_What is required_
Turn the material below into a JSON list of strings, one string per line, leaving out blank lines. Begin at the line that contains "trunk and provide bounding boxes." and stop after the line that contains "[74,116,83,145]".

_Extracted entries_
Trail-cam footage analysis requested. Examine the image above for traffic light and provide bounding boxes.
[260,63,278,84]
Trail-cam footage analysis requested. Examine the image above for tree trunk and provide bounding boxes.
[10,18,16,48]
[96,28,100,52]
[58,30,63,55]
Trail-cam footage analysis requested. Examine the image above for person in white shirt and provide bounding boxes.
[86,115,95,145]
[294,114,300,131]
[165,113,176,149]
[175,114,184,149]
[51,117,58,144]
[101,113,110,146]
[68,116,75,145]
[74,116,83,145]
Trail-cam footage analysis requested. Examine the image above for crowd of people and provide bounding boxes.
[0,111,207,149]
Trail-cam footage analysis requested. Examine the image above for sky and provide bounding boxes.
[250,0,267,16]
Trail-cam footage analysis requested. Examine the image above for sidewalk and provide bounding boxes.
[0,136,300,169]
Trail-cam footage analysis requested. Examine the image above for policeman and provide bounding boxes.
...
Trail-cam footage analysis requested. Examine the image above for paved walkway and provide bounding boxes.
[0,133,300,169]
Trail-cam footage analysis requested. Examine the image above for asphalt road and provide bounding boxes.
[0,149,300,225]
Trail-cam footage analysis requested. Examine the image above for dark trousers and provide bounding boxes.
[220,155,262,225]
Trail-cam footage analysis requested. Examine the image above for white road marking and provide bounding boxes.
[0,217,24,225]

_Problem solution_
[
  "Trail-cam footage analysis requested. Examine the image above for tree trunk and provide bounding boxes.",
  "[10,18,16,48]",
  "[96,28,100,52]",
  "[58,30,63,55]",
  "Trail-cam footage analysis requested. Examine the image above for person in white shirt and provide bounding boxes.",
  "[86,115,95,145]",
  "[294,114,300,131]",
  "[165,113,176,149]",
  "[175,114,184,149]",
  "[51,117,58,144]",
  "[101,113,110,146]",
  "[68,116,75,145]",
  "[74,116,83,145]"
]